§ DIRECTIONS
A faithful transcript of all the lines below, with no pictures, is the goal here.

** Opening WORKING DATA block **

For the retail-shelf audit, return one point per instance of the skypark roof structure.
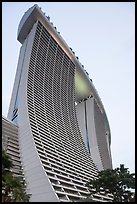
(63, 131)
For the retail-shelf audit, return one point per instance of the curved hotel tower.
(64, 135)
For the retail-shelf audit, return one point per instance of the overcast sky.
(102, 35)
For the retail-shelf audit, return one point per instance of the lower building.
(56, 161)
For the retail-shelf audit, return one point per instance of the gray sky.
(102, 35)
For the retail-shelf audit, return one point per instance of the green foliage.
(13, 188)
(118, 182)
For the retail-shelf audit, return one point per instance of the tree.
(118, 182)
(13, 188)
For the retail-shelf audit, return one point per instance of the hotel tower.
(63, 131)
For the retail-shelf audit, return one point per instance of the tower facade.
(55, 158)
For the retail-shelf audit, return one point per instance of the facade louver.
(56, 160)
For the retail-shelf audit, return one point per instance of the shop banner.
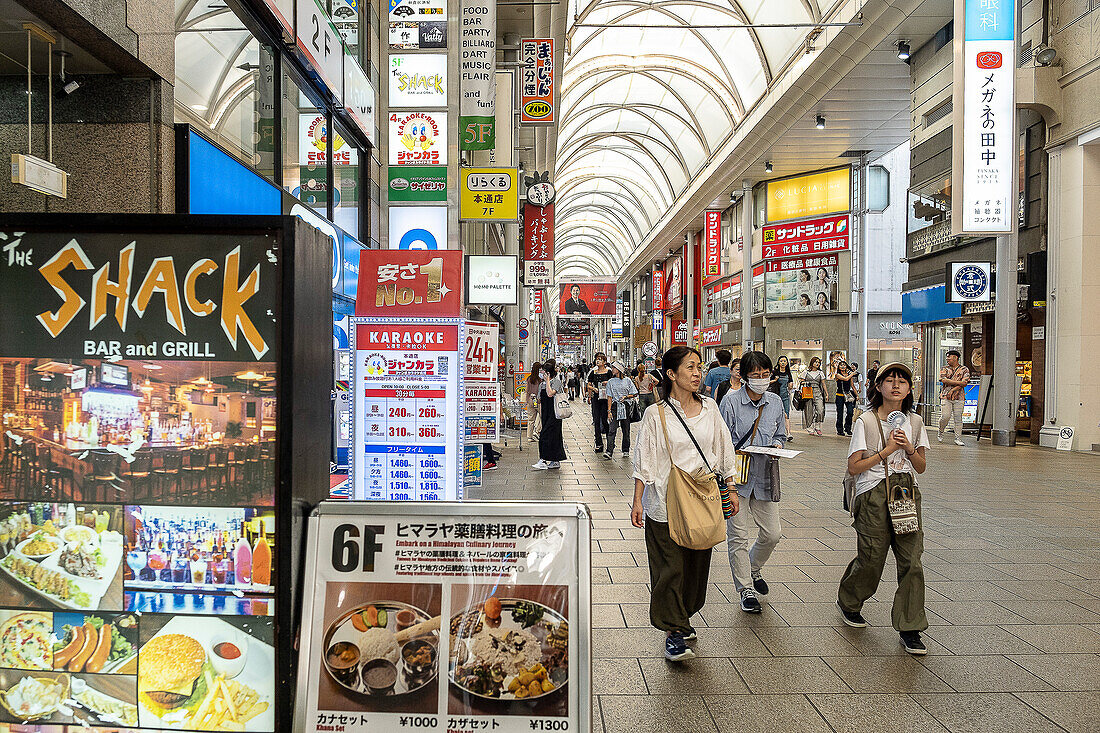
(812, 195)
(802, 284)
(418, 139)
(538, 245)
(417, 80)
(408, 424)
(810, 237)
(538, 94)
(713, 239)
(404, 283)
(455, 616)
(586, 299)
(426, 183)
(985, 118)
(477, 106)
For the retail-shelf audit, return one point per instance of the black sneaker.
(913, 644)
(749, 601)
(854, 619)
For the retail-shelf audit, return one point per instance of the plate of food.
(183, 682)
(509, 649)
(383, 648)
(34, 698)
(24, 642)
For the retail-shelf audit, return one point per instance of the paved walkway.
(1012, 557)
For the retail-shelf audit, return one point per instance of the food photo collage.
(498, 649)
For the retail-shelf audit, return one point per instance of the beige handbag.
(694, 503)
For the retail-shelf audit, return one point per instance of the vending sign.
(713, 239)
(404, 283)
(407, 440)
(436, 584)
(538, 98)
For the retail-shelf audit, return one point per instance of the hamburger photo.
(171, 674)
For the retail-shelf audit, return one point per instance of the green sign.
(427, 183)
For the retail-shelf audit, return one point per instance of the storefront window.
(224, 83)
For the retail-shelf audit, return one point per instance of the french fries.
(227, 706)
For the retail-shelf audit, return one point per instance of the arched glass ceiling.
(645, 109)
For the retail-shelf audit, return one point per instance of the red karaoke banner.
(713, 238)
(586, 299)
(403, 283)
(810, 237)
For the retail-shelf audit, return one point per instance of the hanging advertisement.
(488, 195)
(433, 586)
(804, 238)
(713, 248)
(586, 299)
(407, 439)
(421, 183)
(538, 91)
(985, 118)
(418, 80)
(417, 227)
(396, 283)
(477, 105)
(538, 245)
(815, 194)
(418, 139)
(802, 284)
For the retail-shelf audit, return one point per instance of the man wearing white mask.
(755, 417)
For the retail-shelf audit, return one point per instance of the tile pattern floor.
(1012, 557)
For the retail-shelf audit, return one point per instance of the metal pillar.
(746, 263)
(1004, 343)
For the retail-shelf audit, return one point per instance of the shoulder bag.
(695, 503)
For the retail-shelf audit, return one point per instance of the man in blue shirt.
(718, 374)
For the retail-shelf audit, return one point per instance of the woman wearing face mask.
(755, 417)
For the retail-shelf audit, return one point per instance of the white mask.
(759, 385)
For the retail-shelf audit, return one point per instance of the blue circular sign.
(971, 282)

** Closing WORKING DATA block **

§ SOLUTION TO THIS EXERCISE
For the retail-shelf audit, return one point per instance of the skypark roof structure.
(63, 131)
For the retail-shelf audit, return one point per instance of the curved hotel tower.
(64, 135)
For the retail-shelf audit, return one point per instance of the overcast sky.
(102, 35)
For the retail-shelf audit, return one point per instance of the lower building.
(56, 161)
For the retail-shelf audit, return one point per instance of the gray sky.
(102, 35)
For the retail-shelf audit, return one point per instance of the green foliage.
(13, 188)
(118, 182)
For the retail-shelf audit, return one point per instance of the tree.
(118, 182)
(13, 188)
For the retail-shelf audit, return one point per instance of the hotel tower.
(63, 131)
For the retail-shelf audit, return one point per instance of the tower facade.
(55, 158)
For the retail-shelf audit, return one point per instance of the facade louver.
(56, 160)
For the retail-shelf audit, return one point per instance of the shop banner.
(812, 195)
(802, 284)
(418, 139)
(538, 245)
(417, 80)
(408, 424)
(810, 237)
(538, 94)
(713, 239)
(404, 283)
(455, 616)
(586, 299)
(426, 183)
(985, 118)
(477, 106)
For the retail-shelf audit, return one point per instance of the black sneaker.
(913, 644)
(749, 601)
(854, 619)
For the retail-shelf audit, return one point per instance of the plate of food.
(183, 682)
(509, 649)
(383, 648)
(34, 698)
(24, 642)
For the retail-shelf audit, return one point per instance of the paved walkway.
(1012, 557)
For the retail-shelf audit, return one point per instance of the food photo collage.
(498, 649)
For the retail-shelf audit, return one point per instance of the beige handbag.
(694, 503)
For the retail-shelf audit, return one point per instance of the vending sign.
(713, 239)
(404, 283)
(407, 440)
(436, 584)
(538, 98)
For the retail-shelf audit, return one point per instance of the hamburger photo.
(171, 674)
For the retail-shelf audit, return one point per instance of the green sign.
(427, 183)
For the retail-shelf audit, return one point per instance of the storefront window.
(224, 83)
For the retail-shelf audit, return one point per instance of the french fries.
(227, 706)
For the retail-shelf audit, return one point per instance of the arched glass ceiling.
(645, 109)
For the retail-shelf audit, return one point per instance of the red karaoke banner.
(713, 238)
(586, 299)
(403, 283)
(810, 237)
For the retail-shelf audit, return one point per instance of the hanging advertisement.
(488, 195)
(433, 586)
(804, 238)
(713, 248)
(586, 299)
(407, 439)
(421, 183)
(538, 91)
(985, 118)
(418, 80)
(417, 227)
(396, 283)
(477, 105)
(538, 245)
(815, 194)
(418, 139)
(802, 284)
For the retail-shelf audit, return one point per instance of the man wearing white mask.
(755, 417)
For the retail-shelf audit, return one point per instance of the tile pattern floor.
(1012, 557)
For the retail-shelf audit, return one point per instance of the metal pillar.
(746, 263)
(1004, 343)
For the retail-shelf audit, return one point per instance of the shoulder bag.
(695, 503)
For the retail-shelf audit, return one point per instance of the man in blue shirt.
(718, 374)
For the retail-shelf audit, return one point per instance of the woman wearing face mask.
(755, 417)
For the retail-shelf audit, return one point per instance of the white mask.
(759, 385)
For the retail-shelf audit, return one point per instance of the blue circular sign.
(971, 282)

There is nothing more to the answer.